# Thompson Water Seal safe?



## turtlesailor (May 4, 2013)

So I am making a background out of mortar and my dad wont get me drylok...so I am wondering If Thompson Water Seal is safe for reptiles in general and fish...he refer me to this brand...


----------



## Rusty_Shackleford (Sep 2, 2010)

That's made for wood. I believe its an oil based stain. I'm not 100% sure, but my first thought is heck no its not safe for a viv. 

Sent from my HUAWEI-M931 using Tapatalk 4 Beta


----------



## jacobi (Dec 15, 2010)

A very resounding NO. Apart from anything else, It is designed for outdoor use, will release fumes for quite some time. You don't really need the drylok as long as you age/condition the mortar to be ph neutral.


----------



## turtlesailor (May 4, 2013)

Is it normal when you touch the cement when wet, it kinda "comes off" when you gently rub it? Every time I spray the background, I tend to gently rub the cement and I see it goes off like paint in water effect...I worried if I am using the right mortar...or maybe I should use something to seal it like drylok since some parts will will be touching water...or restart all over again if the mortar is not good choice to use for a paludarium.
By the way I am using Rapid Set Mortar Mix...I never intend to use it, but one day my dad went to home depot and got this cement without my asking! 

But I will test the background completely submerged in water and see how it goes either way...


----------



## cflorent (Jul 5, 2013)

try Rainguard Advanced waterproofer. Go to Rainguard.com and select do it yourself products. You can purchase at walmart or click on the buy now tab. This product is 100% ec-friendly and will not harm pets.


----------



## Trey (Sep 10, 2008)

cflorent said:


> try Rainguard Advanced waterproofer. Go to Rainguard.com and select do it yourself products. You can purchase at walmart or click on the buy now tab. This product is 100% ec-friendly and will not harm pets.


market much? lol First post too


----------

[Segmentation annotation records]
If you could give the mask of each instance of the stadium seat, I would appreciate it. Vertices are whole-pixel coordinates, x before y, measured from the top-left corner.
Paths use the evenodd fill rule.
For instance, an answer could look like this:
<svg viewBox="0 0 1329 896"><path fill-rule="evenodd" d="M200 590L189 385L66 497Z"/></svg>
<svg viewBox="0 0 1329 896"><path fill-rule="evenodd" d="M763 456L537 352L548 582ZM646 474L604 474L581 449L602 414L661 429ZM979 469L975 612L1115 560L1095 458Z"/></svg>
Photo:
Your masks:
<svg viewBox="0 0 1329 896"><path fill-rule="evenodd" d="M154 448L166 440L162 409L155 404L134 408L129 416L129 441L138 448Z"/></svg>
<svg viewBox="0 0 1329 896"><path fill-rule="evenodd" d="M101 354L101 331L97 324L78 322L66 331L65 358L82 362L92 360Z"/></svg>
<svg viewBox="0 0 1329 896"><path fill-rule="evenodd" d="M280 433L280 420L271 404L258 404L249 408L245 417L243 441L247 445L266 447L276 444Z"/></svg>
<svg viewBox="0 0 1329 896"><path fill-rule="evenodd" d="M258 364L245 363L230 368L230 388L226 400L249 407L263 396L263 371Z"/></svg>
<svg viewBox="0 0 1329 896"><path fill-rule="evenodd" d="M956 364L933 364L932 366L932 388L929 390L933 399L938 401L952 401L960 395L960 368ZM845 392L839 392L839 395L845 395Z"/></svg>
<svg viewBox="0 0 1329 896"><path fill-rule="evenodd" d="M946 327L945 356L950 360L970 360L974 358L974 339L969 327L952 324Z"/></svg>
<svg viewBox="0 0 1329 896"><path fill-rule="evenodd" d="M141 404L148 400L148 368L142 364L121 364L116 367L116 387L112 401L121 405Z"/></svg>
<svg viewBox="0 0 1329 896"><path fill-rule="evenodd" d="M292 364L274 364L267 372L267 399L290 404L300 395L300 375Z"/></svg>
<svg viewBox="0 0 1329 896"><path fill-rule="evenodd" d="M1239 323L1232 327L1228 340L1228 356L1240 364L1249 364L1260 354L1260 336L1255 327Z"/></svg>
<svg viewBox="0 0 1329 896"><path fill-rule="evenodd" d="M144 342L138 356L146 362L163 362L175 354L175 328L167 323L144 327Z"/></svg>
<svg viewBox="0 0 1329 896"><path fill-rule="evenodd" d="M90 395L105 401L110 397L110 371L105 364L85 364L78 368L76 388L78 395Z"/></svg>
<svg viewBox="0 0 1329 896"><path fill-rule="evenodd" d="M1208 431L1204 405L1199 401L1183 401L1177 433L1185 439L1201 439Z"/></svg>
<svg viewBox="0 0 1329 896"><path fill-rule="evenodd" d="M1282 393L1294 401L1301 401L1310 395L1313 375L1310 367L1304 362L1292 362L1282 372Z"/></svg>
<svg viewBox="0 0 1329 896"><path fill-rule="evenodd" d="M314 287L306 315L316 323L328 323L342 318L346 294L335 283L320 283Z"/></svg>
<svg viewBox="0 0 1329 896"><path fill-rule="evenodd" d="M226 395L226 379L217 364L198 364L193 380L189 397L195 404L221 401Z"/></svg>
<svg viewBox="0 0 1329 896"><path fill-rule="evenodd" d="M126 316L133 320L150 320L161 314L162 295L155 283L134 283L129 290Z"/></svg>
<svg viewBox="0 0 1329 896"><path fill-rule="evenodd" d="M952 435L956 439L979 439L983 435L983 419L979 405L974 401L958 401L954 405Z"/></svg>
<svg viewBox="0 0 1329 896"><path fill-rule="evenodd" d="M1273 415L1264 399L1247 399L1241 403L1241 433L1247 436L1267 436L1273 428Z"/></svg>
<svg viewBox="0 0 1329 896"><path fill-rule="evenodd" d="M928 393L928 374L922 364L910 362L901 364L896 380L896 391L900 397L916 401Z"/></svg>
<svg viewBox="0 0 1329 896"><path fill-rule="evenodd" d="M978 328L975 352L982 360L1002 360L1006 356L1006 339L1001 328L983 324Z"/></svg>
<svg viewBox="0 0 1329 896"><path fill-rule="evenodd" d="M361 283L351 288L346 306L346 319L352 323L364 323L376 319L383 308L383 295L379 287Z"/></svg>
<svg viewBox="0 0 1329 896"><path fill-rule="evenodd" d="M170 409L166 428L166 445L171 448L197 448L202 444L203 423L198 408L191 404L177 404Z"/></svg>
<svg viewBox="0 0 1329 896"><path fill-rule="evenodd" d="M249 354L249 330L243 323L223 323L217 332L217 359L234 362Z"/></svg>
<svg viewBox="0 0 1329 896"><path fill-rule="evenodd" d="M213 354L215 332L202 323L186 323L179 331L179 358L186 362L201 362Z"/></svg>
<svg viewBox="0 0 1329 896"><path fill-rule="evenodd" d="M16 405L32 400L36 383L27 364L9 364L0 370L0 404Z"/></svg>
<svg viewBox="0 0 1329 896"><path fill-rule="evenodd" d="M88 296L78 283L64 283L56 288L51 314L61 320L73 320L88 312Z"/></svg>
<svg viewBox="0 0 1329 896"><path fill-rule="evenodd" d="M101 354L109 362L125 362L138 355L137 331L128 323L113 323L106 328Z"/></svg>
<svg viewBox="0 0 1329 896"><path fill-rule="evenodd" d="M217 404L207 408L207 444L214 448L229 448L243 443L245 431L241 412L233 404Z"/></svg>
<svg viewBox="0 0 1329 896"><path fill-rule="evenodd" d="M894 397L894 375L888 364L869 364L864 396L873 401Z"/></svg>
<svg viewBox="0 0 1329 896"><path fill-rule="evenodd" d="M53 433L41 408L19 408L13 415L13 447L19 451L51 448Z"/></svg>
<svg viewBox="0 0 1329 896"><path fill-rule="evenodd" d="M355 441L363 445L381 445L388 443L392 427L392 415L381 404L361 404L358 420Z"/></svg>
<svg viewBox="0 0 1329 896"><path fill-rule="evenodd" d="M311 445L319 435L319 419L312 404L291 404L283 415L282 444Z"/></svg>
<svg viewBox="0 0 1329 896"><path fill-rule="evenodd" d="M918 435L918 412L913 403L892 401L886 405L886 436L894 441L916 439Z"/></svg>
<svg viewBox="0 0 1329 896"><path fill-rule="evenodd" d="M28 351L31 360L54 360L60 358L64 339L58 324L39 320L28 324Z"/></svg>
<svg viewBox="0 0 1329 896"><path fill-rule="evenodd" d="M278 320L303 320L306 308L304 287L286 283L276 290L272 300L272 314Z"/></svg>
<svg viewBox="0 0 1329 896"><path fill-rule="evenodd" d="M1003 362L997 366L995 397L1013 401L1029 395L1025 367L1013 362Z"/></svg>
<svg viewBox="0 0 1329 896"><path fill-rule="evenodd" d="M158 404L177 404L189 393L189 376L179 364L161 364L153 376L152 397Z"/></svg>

...

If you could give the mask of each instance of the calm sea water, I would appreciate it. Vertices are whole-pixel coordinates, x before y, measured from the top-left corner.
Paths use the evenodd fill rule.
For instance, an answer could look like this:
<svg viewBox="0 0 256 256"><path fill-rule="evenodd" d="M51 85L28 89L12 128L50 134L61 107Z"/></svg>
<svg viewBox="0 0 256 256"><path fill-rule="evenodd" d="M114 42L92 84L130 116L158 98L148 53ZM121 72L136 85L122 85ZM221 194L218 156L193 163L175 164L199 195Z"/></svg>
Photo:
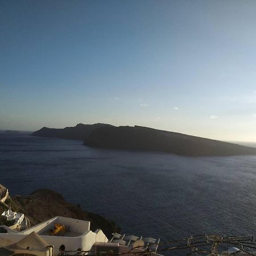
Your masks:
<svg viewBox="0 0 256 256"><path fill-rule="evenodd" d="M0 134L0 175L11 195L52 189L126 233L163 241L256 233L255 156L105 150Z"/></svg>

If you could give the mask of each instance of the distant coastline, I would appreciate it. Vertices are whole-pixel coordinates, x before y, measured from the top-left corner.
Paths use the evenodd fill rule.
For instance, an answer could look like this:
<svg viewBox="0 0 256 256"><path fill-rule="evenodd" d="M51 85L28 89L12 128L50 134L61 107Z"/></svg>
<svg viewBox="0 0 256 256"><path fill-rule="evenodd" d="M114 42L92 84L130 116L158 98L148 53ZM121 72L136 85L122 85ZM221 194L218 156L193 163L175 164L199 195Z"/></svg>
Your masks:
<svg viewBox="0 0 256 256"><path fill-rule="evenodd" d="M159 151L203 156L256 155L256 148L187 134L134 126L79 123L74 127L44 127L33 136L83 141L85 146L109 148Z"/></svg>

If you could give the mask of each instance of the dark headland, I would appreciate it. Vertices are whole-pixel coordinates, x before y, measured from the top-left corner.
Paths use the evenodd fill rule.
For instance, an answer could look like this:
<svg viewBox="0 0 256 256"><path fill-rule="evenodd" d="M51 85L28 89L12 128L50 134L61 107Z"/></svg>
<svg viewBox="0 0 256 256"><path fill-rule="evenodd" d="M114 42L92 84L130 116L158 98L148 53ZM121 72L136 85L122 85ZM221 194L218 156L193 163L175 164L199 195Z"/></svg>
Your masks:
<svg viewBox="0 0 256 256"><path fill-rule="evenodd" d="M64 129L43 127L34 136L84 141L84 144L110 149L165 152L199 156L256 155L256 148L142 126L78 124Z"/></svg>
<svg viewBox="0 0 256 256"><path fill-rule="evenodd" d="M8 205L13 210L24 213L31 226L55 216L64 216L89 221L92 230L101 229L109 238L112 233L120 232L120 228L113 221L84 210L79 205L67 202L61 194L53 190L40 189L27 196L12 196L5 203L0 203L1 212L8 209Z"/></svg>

→ What you are asked to do
Quote word for word the portion of the forum thread on Thompson Water Seal above that begins with the words "## jacobi (Dec" and ends with "without my asking!".

→ Result for this task
## jacobi (Dec 15, 2010)

A very resounding NO. Apart from anything else, It is designed for outdoor use, will release fumes for quite some time. You don't really need the drylok as long as you age/condition the mortar to be ph neutral.


----------



## turtlesailor (May 4, 2013)

Is it normal when you touch the cement when wet, it kinda "comes off" when you gently rub it? Every time I spray the background, I tend to gently rub the cement and I see it goes off like paint in water effect...I worried if I am using the right mortar...or maybe I should use something to seal it like drylok since some parts will will be touching water...or restart all over again if the mortar is not good choice to use for a paludarium.
By the way I am using Rapid Set Mortar Mix...I never intend to use it, but one day my dad went to home depot and got this cement without my asking!